▸ **Work to complete**
a - Decide whether each statement agrees with the sleep-food recipes: (i) the salmon bakes for 18 minutes; (ii) rainbow trout can replace the salmon; (iii) the cherry mixture simmers uncovered for 15 minutes. Answer yes or no for each, quoting the words of the text that decide it.
b - Carry on the sleep-food recipes from their final sentence.

▸ **Source extract**
::::::::::
Foods can help us sleep

Science shows that what you eat can influence how much quality sleep you get. So, with some savvy cooking, there is hope for finally getting the ever-elusive shut-eye of your dreams and feeling like a champ. These recipes feature the foods you need to help bring on sweet dreams.

Pumpkin Crusted Salmon with Sweet Potato Mash

Good news for the reluctant or harried cook: this dish comes together quickly but presents itself as something truly fanciful. Rainbow trout and arctic char are good stand-ins for salmon with nearly the same sleep-inducing nutritional make-up.

1/3 cup (80 mL) pumpkin seeds
1 Tbsp (15 mL) olive oil
1/2 tsp (2 mL) garlic powder
1/8 tsp (0.5 mL) cayenne
1/2 tsp (2 mL) salt, divided
1/4 tsp (1 mL) black pepper
1 lb (450 g) salmon fillets
2 medium-sized sweet potatoes
2 Tbsp (30 mL) butter
1 Tbsp (15 mL) fresh thyme
1 tsp (5 mL) Dijon mustard

Heat oven to 325 F (162 C). Line baking sheet with parchment paper.

In blender or mini food processor, pulse pumpkin seeds, olive oil, garlic powder, cayenne, 1/4 tsp (1 mL) salt, and black pepper until mixture forms a semi-dry paste. Alternatively, in bowl, finely chop pumpkin seeds and mix with other ingredients.

Coat salmon fillets with pumpkin mixture. Bake salmon for 18 minutes, or until just barely cooked through in the center.

As salmon cooks, place sweet potatoes in large saucepan. Cover with cold water. Bring to a boil over high heat. Boil, uncovered, for 15 minutes, or until tender. Drain and mash with butter, thyme, mustard, and 1/4 tsp (2 mL) salt. Alternatively, steam sweet potato cubes until tender and then mash with the other ingredients.

Spread sweet potato mash on serving plates and top with salmon.

Serves 4

Each serving contains: 363 calories; 26 g protein; 22 g total fat (6 g sat. fat); 19 g total carbohydrates (4 g sugars, 3 g fiber); 421 mg sodium

Yogurt Bowl with Tart Cherry Compote

If you’re hungry for a nighttime snack, then spoon up this creamy, sweet-tart yogurt bowl. It’s also a great breakfast option with a little granola tossed on top.

1 cup (250 mL) tart cherry juice
1 Tbsp (15 mL) honey
1 cup (250 mL) dried tart cherries
1 Tbsp (15 mL) minced fresh ginger
2 tsp (10 mL) grated orange zest
Pinch of salt
1 tsp (5 mL) vanilla extract
3 cups (750 mL) plain yogurt
1/2 cup (125 mL) chopped walnuts

In medium saucepan, place cherry juice, honey, dried cherries, ginger, orange zest, and a pinch of salt. Bring to a boil, reduce heat to low, cover, and simmer gently for 15 minutes.
::::::::::
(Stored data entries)
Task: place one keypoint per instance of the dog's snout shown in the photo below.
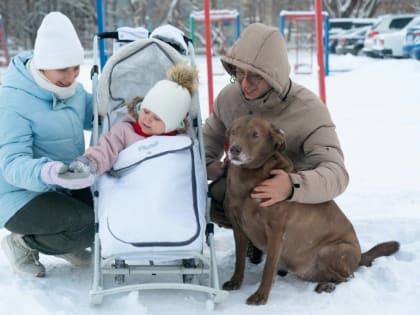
(235, 149)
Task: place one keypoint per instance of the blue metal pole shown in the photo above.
(238, 26)
(101, 27)
(281, 23)
(326, 44)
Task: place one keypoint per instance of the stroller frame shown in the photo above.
(189, 269)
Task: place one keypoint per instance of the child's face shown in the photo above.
(150, 123)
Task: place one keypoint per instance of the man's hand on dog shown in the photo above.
(274, 189)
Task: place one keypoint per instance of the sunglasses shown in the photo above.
(252, 78)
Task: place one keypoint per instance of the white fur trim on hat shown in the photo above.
(57, 45)
(169, 101)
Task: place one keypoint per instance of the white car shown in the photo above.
(386, 24)
(391, 44)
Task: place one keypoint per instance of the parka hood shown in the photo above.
(261, 49)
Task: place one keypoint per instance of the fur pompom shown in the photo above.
(185, 75)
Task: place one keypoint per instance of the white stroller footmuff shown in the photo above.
(158, 200)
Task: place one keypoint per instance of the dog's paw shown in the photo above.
(232, 285)
(257, 299)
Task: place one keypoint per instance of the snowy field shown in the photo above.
(376, 107)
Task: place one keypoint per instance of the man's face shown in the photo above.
(252, 85)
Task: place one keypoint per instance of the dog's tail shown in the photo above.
(382, 249)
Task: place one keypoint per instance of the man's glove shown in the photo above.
(83, 165)
(56, 173)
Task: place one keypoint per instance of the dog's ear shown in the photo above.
(227, 133)
(278, 137)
::::::::::
▸ **Results**
a -
(i) Yes: "Bake salmon for 18 minutes"
(ii) Yes: "Rainbow trout and arctic char are good stand-ins for salmon"
(iii) No: "cover, and simmer gently for 15 minutes"

b -
With slotted spoon, remove dried cherries from pan and set aside. Raise heat to high and boil, uncovered, for 3 minutes, or until liquid is reduced by about half and syrupy. Stir cherries back into liquid and add vanilla.

Place yogurt in serving bowls and top with cherry compote and walnuts.

Serves 4

Each serving contains: 479 calories; 17 g protein; 12 g total fat (2 g sat. fat); 74 g total carbohydrates (61 g sugars, 2 g fiber); 175 mg sodium

Southwest Tofu Scramble Tacos

Stuffing a highly seasoned tofu scramble into steamy tortillas proves that tacos can handle all sorts of whims and fancies. And it’s a speedy meatless meal that can help you snag more zzz’s.

1 block (12 oz/350 g) extra-firm tofu
2 tsp (10 mL) grapeseed oil or avocado oil
1 cup (250 mL) chopped yellow onion
2 garlic cloves, peeled and minced
1/2 tsp (2 mL) turmeric
1/2 tsp (2 mL) ground coriander
1/2 tsp (2 mL) ancho chili pepper or 1/4 tsp (1 mL) cayenne
1/4 tsp (1 mL) salt
1/4 tsp (1 mL) black pepper
1 yellow or orange bell pepper, chopped
3 Tbsp (45 mL) nutritional yeast
1 cup (250 mL) cooked or canned black beans
1/2 cup (125 mL) chopped cilantro
8 corn tortillas, warmed
1 avocado, cubed
1/2 cup (125 mL) salsa of choice
Lime wedges

Using large holes of box grater, grate tofu into pebble-sized pieces, or finely chop with knife.

In large skillet, heat oil over medium heat. Add onion and garlic, and cook for 5 minutes, stirring often. Stir in turmeric, coriander, ancho pepper or cayenne, salt, and pepper; heat for 30 seconds. Add tofu, bell pepper, and nutritional yeast to skillet and cook for 3 minutes, stirring often. Stir in black beans, heat for 2 more minutes, and then add cilantro.

Divide tofu mixture among tortillas and top with avocado and salsa. Squirt on lime juice.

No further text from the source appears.